Source passage.
──────────────────────────────
Cluster Autoscaler and Horizontal Pod Autoscaler for on-premise Kubernetes Clusters
The purpose of the Cluster Autoscaler is to provision new Worker Nodes in a Kubernetes Cluster during periods of high demand when the cluster does not have sufficient resources such as CPU, memory, or GPU to run new Pods. And, during quiet periods when the cluster no longer require these resources, the Cluster Autoscaler will terminate the extra Worker Nodes. The Horizontal Pod Autoscaler works by creating additional replicas of a Pod on the Worker Node where it runs when the monitored resources (such as CPU) it consumes has exceeded the defined threshold. Similarly, the Horizontal Pod Autoscaler will delete these additional Pod replicas when the consumed resources have dropped below the defined threshold. Together, the Cluster Autoscaler and Horizontal Pod Autoscaler help us to effectively manage resources and the running costs of managed Kubernetes Services offered and supported by many Public Cloud Providers.
On-Premises Kubernetes Clusters
Now, for those who want to deploy on-premises Kubernetes Clusters in their private infrastructure, Kubernetes resource scaling feature such as the Cluster Autoscaler is not generally available. Although the Cluster Autoscaler is an upstream Kubernetes Community project, it is available mostly on Public Cloud Providers offering managed Kubernetes Services as there are Cloud Provider specific integrations required.
https://github.com/kubernetes/autoscaler/tree/master/cluster-autoscaler
To make Cluster Autoscaler works for on-premises Kubernetes Clusters, I have implemented a version of the Cluster Autoscaler based on the upstream Kubernetes Community project to work on the Cisco Container Platform. The Cisco Container Platform is an on-premises Kubernetes as a Service platform based on 100% upstream Kubernetes.
Deploying On-Premises Cluster Autoscaler and Horizontal Pod Autoscaler
I will briefly talk about the integration call flows between Cluster Autoscaler with Cisco Container Platform, but will stop short of going into code walk discussion.
Below is a summary of how Cluster Autoscaler works on an on-premises Cisco Container Platform Kubernetes Cluster:
- The Cisco Container Platform supports standards based REST APIs to provision new or terminate existing Worker Node in Tenant Clusters managed by it
- The cluster monitoring logic, cluster scale up or down decisions in the upstream Cluster Autoscaler code have been preserved and unmodified
- Each scale up decision made by the Cluster Autoscaler invokes REST API calls to the Cisco Container Platform to provision a new Worker Node when conditions such as pending or unschedulable Pods is detected.
- Each scale down decision made by the Cluster Autoscaler invokes REST API calls to the Cisco Container Platform to terminate an existing Worker Node after nodes are under-utilized after 10 minutes.
The Horizontal Pod Autoscaler requires a Metric Server to be deployed on the Kubernetes Cluster to provide metrics via the resource metrics API. The Horizontal Pod Autoscaler automatically scales the number of Pods based on observed CPU utilization or custom metrics.
Below shows my Cisco Container Platform Tenant Cluster provisioned with a single Master Node and two Worker Nodes.
──────────────────────────────
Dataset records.
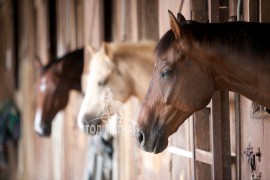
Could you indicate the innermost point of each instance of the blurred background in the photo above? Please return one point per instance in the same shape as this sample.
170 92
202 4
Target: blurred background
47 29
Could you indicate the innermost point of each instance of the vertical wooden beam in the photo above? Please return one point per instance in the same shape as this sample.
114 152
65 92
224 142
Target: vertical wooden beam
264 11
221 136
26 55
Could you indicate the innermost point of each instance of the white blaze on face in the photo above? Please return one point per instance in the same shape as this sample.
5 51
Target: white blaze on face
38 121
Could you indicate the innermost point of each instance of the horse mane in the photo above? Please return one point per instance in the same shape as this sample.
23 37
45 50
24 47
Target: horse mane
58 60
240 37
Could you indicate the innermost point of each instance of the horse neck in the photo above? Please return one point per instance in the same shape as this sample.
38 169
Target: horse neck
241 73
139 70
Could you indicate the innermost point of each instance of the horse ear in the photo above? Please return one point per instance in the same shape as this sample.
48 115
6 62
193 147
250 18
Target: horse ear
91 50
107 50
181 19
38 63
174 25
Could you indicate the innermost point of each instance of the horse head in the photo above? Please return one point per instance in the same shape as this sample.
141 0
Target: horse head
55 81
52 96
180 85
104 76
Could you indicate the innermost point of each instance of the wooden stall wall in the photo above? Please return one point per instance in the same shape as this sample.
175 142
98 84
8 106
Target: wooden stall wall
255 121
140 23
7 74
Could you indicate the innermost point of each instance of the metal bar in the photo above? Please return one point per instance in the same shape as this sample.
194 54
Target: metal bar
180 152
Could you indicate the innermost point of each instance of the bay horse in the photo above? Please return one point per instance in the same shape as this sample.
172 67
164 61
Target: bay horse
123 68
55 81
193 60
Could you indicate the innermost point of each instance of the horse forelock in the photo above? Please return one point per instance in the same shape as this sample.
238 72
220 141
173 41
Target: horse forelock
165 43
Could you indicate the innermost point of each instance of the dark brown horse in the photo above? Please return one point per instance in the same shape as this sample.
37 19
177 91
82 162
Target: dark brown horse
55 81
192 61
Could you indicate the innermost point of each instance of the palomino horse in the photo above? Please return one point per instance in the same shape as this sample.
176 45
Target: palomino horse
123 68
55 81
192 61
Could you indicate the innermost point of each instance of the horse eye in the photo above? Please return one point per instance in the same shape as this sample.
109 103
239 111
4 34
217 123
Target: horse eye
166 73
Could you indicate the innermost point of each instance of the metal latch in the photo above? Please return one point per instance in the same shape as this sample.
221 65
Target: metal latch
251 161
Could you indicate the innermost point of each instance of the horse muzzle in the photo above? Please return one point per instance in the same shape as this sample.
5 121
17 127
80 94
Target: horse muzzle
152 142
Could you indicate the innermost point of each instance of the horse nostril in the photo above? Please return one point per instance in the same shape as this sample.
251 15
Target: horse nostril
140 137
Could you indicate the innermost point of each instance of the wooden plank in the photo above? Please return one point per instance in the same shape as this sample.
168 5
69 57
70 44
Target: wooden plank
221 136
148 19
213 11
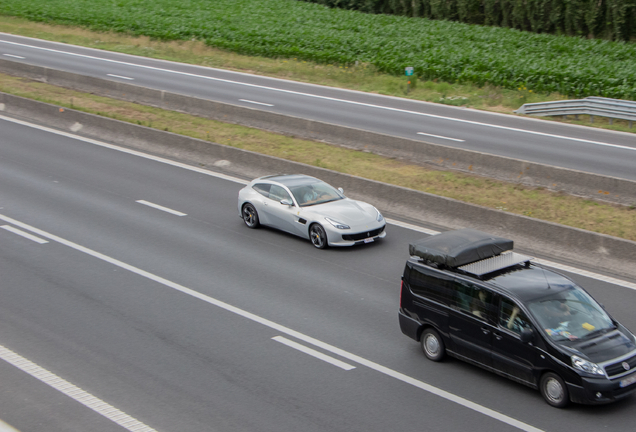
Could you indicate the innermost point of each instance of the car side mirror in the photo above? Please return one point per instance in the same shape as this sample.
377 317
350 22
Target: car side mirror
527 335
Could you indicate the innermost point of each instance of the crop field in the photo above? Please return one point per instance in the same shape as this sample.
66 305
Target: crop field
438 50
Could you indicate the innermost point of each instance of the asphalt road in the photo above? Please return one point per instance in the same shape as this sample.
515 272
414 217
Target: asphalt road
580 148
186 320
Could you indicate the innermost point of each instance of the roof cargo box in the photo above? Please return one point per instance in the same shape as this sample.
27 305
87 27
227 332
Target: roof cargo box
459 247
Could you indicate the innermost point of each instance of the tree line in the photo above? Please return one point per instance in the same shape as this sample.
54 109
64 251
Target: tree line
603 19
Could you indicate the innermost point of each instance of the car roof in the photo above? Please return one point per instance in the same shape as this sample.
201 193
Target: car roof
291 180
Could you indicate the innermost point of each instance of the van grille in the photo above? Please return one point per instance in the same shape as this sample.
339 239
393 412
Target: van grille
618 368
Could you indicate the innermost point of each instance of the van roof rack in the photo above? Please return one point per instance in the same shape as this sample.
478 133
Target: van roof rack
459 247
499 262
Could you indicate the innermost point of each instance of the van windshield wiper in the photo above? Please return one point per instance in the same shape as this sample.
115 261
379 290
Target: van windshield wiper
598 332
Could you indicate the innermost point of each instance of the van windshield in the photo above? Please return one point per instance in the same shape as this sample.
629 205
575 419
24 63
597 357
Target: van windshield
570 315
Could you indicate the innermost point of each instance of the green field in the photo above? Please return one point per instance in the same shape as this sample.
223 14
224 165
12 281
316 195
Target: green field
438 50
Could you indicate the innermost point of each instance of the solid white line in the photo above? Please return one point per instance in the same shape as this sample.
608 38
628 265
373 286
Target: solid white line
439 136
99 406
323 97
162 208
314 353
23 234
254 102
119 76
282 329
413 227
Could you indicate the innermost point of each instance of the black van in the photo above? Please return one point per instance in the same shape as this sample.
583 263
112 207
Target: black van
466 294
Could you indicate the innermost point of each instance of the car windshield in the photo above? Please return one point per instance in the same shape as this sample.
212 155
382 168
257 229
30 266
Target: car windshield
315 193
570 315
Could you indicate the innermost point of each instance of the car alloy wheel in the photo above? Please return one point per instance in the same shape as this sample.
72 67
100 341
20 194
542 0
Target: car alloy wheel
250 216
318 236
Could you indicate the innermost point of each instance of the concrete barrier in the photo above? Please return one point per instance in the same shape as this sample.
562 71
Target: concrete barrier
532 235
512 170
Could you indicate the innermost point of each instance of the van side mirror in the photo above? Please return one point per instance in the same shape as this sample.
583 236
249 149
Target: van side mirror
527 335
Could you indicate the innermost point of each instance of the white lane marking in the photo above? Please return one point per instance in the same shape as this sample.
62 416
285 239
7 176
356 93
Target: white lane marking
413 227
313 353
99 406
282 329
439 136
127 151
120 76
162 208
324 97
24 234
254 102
──────────────────────────────
Set problem A.
Set down verbatim the portion of the autoscaler article that begins with the words containing "- Each scale down" and ends with "after 10 minutes.".
Set problem B.
Rewrite the dataset rows as a Markdown table with columns Number and Dataset line, omitting blank lines. Cover only the span that starts at the line containing "of the concrete" and ends at the final row.
The autoscaler article and the dataset rows are independent of each other.

Right answer A.
- Each scale down decision made by the Cluster Autoscaler invokes REST API calls to the Cisco Container Platform to terminate an existing Worker Node after nodes are under-utilized after 10 minutes.

Right answer B.
| Number | Dataset line |
|---|---|
| 1 | Could you indicate the innermost point of each instance of the concrete barrier in the photo above? Please return one point per instance in the same shape as this sample. |
| 2 | 562 71 |
| 3 | Target: concrete barrier |
| 4 | 532 235 |
| 5 | 512 170 |
| 6 | Could you indicate the innermost point of each instance of the van side mirror in the photo above? Please return one point per instance in the same shape as this sample. |
| 7 | 583 236 |
| 8 | 249 149 |
| 9 | Target: van side mirror |
| 10 | 527 335 |
| 11 | Could you indicate the innermost point of each instance of the white lane marking in the photo above? Please return one point per instance in the same shape as this sample. |
| 12 | 62 416 |
| 13 | 285 239 |
| 14 | 7 176 |
| 15 | 356 93 |
| 16 | Target: white lane marking |
| 17 | 413 227 |
| 18 | 313 353 |
| 19 | 99 406 |
| 20 | 282 329 |
| 21 | 439 136 |
| 22 | 127 151 |
| 23 | 120 76 |
| 24 | 162 208 |
| 25 | 324 97 |
| 26 | 24 234 |
| 27 | 254 102 |